Stored data
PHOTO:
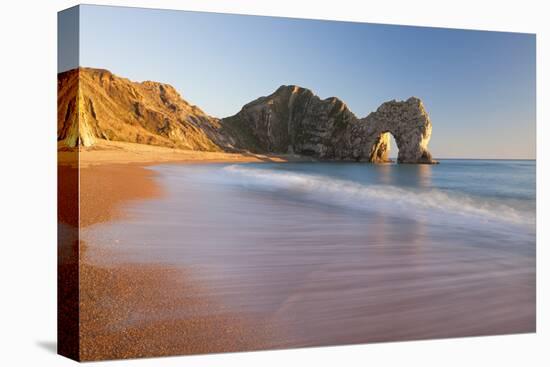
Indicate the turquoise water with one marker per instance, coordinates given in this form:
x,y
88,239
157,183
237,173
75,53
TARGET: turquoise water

Brief
Set down the records above word for word, leaving out the picture.

The reply
PHOTO:
Indicate the turquoise water with one marker per instance, coordinates given in this form:
x,y
88,239
157,183
237,173
75,53
TARGET: turquoise water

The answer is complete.